## Begin RECORD EXCERPTS
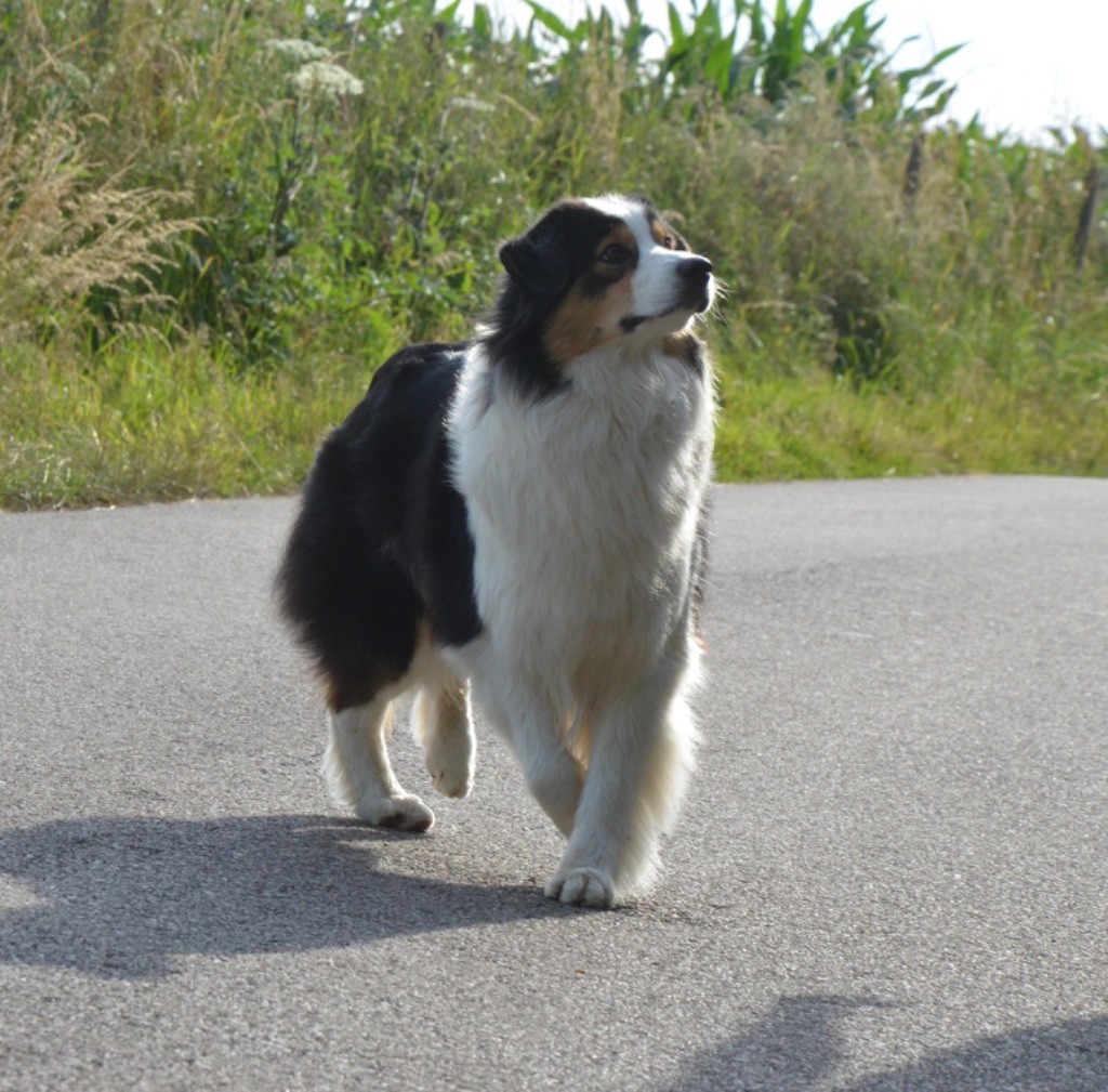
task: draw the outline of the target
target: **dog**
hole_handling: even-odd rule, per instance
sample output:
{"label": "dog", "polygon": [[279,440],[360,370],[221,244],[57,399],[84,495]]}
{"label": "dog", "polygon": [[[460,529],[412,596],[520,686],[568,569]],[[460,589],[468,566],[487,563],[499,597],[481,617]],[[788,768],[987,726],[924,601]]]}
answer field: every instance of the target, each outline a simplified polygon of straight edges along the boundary
{"label": "dog", "polygon": [[609,908],[652,880],[693,763],[716,285],[638,197],[561,201],[499,257],[474,337],[397,353],[324,442],[279,603],[340,805],[429,829],[392,704],[414,692],[431,779],[464,797],[472,701],[567,839],[545,894]]}

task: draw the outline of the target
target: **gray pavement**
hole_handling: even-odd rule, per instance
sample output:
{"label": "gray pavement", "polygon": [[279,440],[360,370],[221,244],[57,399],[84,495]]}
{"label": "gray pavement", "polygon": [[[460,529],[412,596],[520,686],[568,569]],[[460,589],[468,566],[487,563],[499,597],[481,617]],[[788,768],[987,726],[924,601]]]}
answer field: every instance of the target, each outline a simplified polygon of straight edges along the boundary
{"label": "gray pavement", "polygon": [[285,500],[0,516],[0,1089],[1108,1089],[1108,482],[721,488],[654,892],[349,823]]}

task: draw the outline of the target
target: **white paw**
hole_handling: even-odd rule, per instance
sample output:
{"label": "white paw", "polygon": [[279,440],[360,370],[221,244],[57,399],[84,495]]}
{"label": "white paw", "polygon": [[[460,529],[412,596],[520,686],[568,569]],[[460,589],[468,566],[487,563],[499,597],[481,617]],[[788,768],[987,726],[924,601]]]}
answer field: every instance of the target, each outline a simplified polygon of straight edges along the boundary
{"label": "white paw", "polygon": [[461,799],[473,788],[473,737],[470,735],[441,736],[424,756],[431,784],[443,796]]}
{"label": "white paw", "polygon": [[616,905],[612,877],[598,868],[560,870],[546,885],[544,894],[568,906],[588,906],[596,910],[611,910]]}
{"label": "white paw", "polygon": [[362,800],[353,814],[362,823],[396,830],[430,830],[434,813],[418,796],[384,796]]}

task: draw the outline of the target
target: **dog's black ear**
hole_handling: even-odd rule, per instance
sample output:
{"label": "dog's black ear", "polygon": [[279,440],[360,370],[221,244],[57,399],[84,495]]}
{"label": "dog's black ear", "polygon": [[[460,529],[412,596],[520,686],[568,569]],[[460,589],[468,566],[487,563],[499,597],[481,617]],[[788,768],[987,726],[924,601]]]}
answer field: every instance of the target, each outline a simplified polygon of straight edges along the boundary
{"label": "dog's black ear", "polygon": [[552,208],[525,235],[500,248],[500,261],[516,286],[532,296],[556,296],[570,283],[566,208]]}

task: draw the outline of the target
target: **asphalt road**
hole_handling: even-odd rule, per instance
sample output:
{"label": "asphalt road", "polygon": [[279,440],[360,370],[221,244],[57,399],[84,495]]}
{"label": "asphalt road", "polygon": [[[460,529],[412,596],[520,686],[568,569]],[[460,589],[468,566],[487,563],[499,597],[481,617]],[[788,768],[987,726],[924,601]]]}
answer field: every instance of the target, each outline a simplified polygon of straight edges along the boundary
{"label": "asphalt road", "polygon": [[654,895],[328,804],[289,501],[0,517],[0,1089],[1108,1089],[1108,481],[720,489]]}

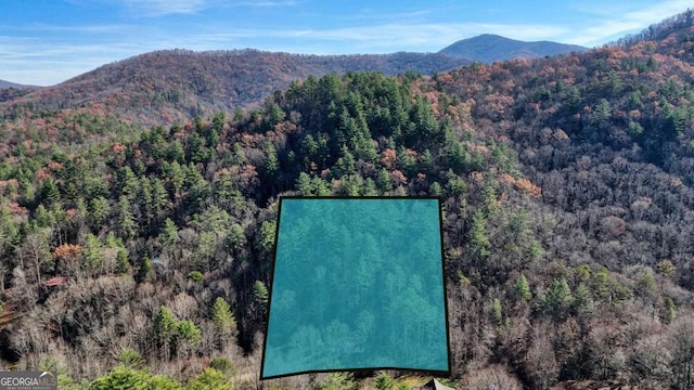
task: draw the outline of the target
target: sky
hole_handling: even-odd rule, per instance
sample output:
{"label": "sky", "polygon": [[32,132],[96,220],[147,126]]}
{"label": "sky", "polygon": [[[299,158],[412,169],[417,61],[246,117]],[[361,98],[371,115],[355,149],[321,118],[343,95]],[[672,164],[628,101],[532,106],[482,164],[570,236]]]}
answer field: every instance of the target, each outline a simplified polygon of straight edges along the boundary
{"label": "sky", "polygon": [[36,86],[154,50],[437,52],[480,34],[600,47],[692,0],[0,0],[0,79]]}

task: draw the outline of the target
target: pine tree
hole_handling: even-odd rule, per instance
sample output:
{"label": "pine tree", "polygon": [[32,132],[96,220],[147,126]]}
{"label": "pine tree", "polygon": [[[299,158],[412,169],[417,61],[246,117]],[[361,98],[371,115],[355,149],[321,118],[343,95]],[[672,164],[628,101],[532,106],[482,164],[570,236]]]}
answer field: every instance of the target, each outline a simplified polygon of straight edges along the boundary
{"label": "pine tree", "polygon": [[118,214],[116,217],[116,226],[118,236],[123,239],[132,239],[138,234],[138,224],[134,222],[134,216],[130,207],[130,202],[126,195],[120,195],[118,200]]}
{"label": "pine tree", "polygon": [[513,291],[516,297],[522,300],[529,301],[532,298],[532,294],[530,292],[530,285],[528,284],[528,280],[525,278],[524,274],[520,274],[516,280],[516,283],[513,285]]}
{"label": "pine tree", "polygon": [[222,298],[217,297],[213,304],[213,321],[223,333],[229,333],[236,326],[236,318],[231,313],[229,303]]}

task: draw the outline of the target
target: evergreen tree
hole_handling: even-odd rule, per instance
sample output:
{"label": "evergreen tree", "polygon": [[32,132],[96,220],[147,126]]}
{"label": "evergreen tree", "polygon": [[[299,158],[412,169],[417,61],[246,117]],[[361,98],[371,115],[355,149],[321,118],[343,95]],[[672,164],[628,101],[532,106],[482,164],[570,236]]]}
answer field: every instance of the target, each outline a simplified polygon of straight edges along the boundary
{"label": "evergreen tree", "polygon": [[513,285],[513,290],[516,297],[522,300],[529,301],[532,297],[532,294],[530,292],[530,285],[528,284],[528,280],[525,278],[524,274],[520,274],[520,276],[518,276],[516,283]]}

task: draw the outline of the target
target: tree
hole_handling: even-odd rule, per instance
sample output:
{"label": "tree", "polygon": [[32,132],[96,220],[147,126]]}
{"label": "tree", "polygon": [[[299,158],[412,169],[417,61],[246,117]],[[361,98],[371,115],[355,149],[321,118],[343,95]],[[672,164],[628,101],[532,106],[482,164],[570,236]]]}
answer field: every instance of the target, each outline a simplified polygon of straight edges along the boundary
{"label": "tree", "polygon": [[672,384],[678,390],[694,389],[694,317],[681,317],[670,328]]}
{"label": "tree", "polygon": [[207,367],[185,386],[187,390],[229,390],[233,381],[215,368]]}
{"label": "tree", "polygon": [[258,303],[267,303],[269,299],[268,288],[260,281],[253,284],[253,297]]}
{"label": "tree", "polygon": [[528,284],[528,280],[525,278],[524,274],[520,274],[516,280],[516,283],[513,285],[513,291],[515,292],[518,299],[529,301],[532,297],[530,292],[530,285]]}
{"label": "tree", "polygon": [[152,375],[144,369],[117,366],[106,376],[95,379],[89,390],[182,390],[183,387],[162,375]]}
{"label": "tree", "polygon": [[475,211],[471,220],[467,234],[467,248],[471,253],[479,259],[491,255],[491,243],[487,236],[487,223],[481,211]]}
{"label": "tree", "polygon": [[217,297],[213,304],[213,321],[222,333],[228,334],[236,326],[236,318],[231,313],[229,303],[222,298]]}
{"label": "tree", "polygon": [[118,214],[116,217],[118,236],[123,239],[132,239],[138,234],[138,224],[134,221],[130,202],[125,195],[118,200]]}
{"label": "tree", "polygon": [[565,278],[554,280],[540,297],[540,308],[555,318],[563,318],[573,302],[574,296]]}
{"label": "tree", "polygon": [[159,240],[169,247],[174,247],[178,243],[178,229],[170,218],[164,221],[164,226],[159,231]]}

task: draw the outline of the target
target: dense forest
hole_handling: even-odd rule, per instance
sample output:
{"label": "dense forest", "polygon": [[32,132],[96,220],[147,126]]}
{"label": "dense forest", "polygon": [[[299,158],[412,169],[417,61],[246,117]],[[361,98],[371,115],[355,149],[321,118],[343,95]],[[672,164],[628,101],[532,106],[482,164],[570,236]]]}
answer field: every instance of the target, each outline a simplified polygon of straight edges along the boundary
{"label": "dense forest", "polygon": [[0,94],[0,112],[7,118],[30,120],[69,108],[151,127],[233,113],[262,103],[275,90],[309,75],[347,70],[433,75],[471,63],[442,53],[304,55],[250,49],[162,50],[106,64],[5,104],[1,103],[8,100],[3,99],[5,93]]}
{"label": "dense forest", "polygon": [[396,372],[258,381],[277,206],[435,195],[449,385],[694,388],[692,15],[580,54],[308,76],[190,121],[152,106],[144,130],[11,100],[2,366],[73,389],[409,389]]}

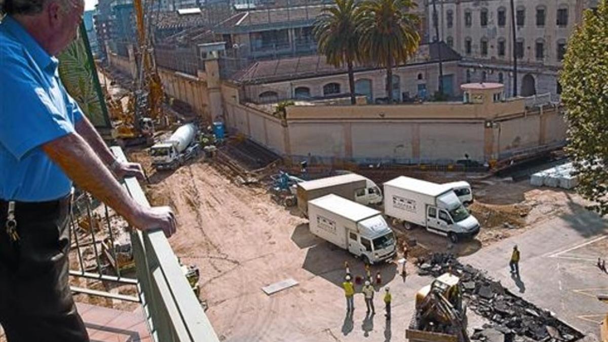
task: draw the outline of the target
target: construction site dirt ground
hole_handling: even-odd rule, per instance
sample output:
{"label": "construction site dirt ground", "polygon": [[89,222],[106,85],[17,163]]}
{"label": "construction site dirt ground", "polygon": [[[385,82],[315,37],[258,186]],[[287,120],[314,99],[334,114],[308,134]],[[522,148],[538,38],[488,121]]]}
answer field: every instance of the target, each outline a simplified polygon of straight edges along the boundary
{"label": "construction site dirt ground", "polygon": [[[452,246],[441,236],[396,228],[400,239],[413,237],[419,246],[412,250],[405,279],[398,258],[372,267],[382,285],[391,287],[392,320],[384,319],[381,292],[376,293],[375,316],[365,315],[362,296],[357,295],[350,318],[340,286],[344,264],[347,261],[354,275],[363,276],[362,262],[312,235],[306,220],[294,209],[275,204],[265,187],[237,184],[226,167],[213,161],[154,173],[145,152],[132,153],[131,159],[151,175],[147,186],[151,203],[174,208],[179,229],[170,242],[182,262],[200,268],[200,298],[222,341],[404,341],[415,293],[430,280],[415,274],[411,262],[416,253],[474,255],[568,212],[572,201],[583,203],[570,192],[534,188],[527,180],[469,180],[476,198],[471,210],[482,225],[477,238]],[[448,174],[444,180],[462,176]],[[271,296],[261,290],[289,278],[298,285]],[[469,324],[473,327],[475,319]]]}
## End RECORD EXCERPTS
▶ DIRECTION
Gather every line of the records above that contains the word "black", and copy each such line in full. Case counts.

▶ SOLUTION TO THIS EXERCISE
target: **dog's black ear**
{"label": "dog's black ear", "polygon": [[279,440],[360,370],[221,244],[57,399],[84,495]]}
{"label": "dog's black ear", "polygon": [[[460,529],[412,596],[520,686],[568,569]],[[460,589],[468,566],[487,563],[499,597],[481,617]],[[788,768],[987,726],[924,601]]]}
{"label": "dog's black ear", "polygon": [[552,208],[525,235],[500,248],[500,261],[516,286],[532,296],[556,296],[570,283],[566,208]]}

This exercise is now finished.